━━━ Passage for review ━━━

The pursuer reclaimed.

Fraser and Maclean for reclaimer.

Gifford and Gebbie for trustees.

Pattison and Macdonald for factor.

At advising—

Judgment:

Lord President—The important circumstance in this case is that the claim by this lady is against a trust-estate, and trustees, who are by the deed of the truster invested with considerable discretion. It is by that deed declared to be lawful for them ( reads from trust-deed ut supra). It is very clear that it is left in the discretion of the trustees by this clause of the deed to fix what part of the income of the estate ought to appropriated for the maintenance and education of the child or children of the marriage. That discretion being vested in the trustees, the Court must not interfere with the exercise of that discretion, unless there be something like an abuse of the power vested in the trustees. Nothing short of that will justify such interference, because, when a truster gives discretion to his trustees, the management is vested in them independent of the ordinary control of the Court. Assuming, therefore, that the trustees have come to be of opinion that £70 per annum is the proper portion of the income of the trust-estate to pay to pursuer for the maintenance and education of this child, I am not prepared to interfere with that arrangement. The estate may be quite capable of yielding more, and perhaps if we were exercising our discretion we might be prepared to make a larger allowance, but that would be taking on ourselves the very office committed by the truster to these gentlemen. But clear I am of this, that while the truster left it to the discretion of the trustees to pay the allowance to the guardians, that is not done by paying it over to the factor loco tutoris. That is an anomalous and absurd arrangement, which ought never to have been entered into. Having made up their minds that £70 was the proper allowance, they should have paid it to the pursuer, and that they must do now, and they must pay it quarterly and in advance. The factor,

Page: 240

who was appointed merely for the administration of a piece of heritable property not within the trust, and which required a separate administration, has nothing to do with any question between this lady and the trustees as to the allowance.

The only other matter is the expense of these proceedings. Both the trustees and the factor have got estate in their hands out of which they can pay their own expenses; but this lady, who is compelled to ask these trustees for an allowance to maintain and educate the child, has nothing of the kind. If therefore she does not get her expenses, they must he deducted from the first year's allowance, and so deprive her of the assistance which it is the object of the Court and of the trustees to give her. I am therefore disposed to think that she must have her expenses. She has gained something very material by coming into Court, for she has got rid of this interposed person who has caused all this trouble. But I am not disposed to award expenses against the factor, for I think the fault was rather on the part of the trustees; and therefore I am inclined to give expenses against them, for they have maintained pleas which they ought not to have maintained.

The other Judges concurred.

Solicitors: Agent for Pursuer— Wm Miller, S.S.C.

Agent for Factor— T. Ranken, S.S.C.

Agents for Trustees— Macgregor & Barclay, S.S.C.

━━━

Work instruction: Repeat word for word the part of the judgment on the trustees' allowance that runs from "who was appointed" to "to the allowance.". The listing after this judgment is not needed for any of the work here.

━━━ Information shown ━━━

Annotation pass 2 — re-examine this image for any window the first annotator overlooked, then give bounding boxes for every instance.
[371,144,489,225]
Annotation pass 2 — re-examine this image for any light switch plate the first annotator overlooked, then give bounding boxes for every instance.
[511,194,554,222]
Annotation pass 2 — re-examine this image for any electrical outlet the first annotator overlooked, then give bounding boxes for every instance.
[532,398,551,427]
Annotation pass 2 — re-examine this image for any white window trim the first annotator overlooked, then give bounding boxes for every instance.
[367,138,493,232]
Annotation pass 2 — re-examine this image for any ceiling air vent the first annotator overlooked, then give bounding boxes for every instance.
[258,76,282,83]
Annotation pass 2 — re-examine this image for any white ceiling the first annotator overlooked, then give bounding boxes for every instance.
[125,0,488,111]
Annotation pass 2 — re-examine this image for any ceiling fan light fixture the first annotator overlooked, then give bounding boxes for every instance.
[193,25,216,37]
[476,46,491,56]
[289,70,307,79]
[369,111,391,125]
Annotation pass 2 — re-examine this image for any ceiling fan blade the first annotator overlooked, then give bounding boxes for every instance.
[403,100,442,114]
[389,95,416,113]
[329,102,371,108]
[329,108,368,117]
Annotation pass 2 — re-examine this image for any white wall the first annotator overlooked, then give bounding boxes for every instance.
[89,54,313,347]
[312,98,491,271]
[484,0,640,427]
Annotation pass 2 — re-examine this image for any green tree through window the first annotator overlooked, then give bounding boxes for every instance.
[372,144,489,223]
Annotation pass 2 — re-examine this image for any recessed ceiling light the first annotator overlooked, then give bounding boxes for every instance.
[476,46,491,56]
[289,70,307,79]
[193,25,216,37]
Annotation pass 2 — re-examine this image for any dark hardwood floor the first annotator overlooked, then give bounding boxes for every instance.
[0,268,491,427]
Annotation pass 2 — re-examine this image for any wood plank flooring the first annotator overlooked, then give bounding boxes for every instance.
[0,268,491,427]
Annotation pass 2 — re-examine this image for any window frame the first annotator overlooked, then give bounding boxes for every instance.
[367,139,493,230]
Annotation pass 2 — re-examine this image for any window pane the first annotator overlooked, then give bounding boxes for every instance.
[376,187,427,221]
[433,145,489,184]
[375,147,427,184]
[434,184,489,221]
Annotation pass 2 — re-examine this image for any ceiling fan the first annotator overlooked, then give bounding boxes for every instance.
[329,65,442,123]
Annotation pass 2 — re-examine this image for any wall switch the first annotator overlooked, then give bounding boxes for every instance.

━━━

Solution to the exercise:
who was appointed merely for the administration of a piece of heritable property not within the trust, and which required a separate administration, has nothing to do with any question between this lady and the trustees as to the allowance.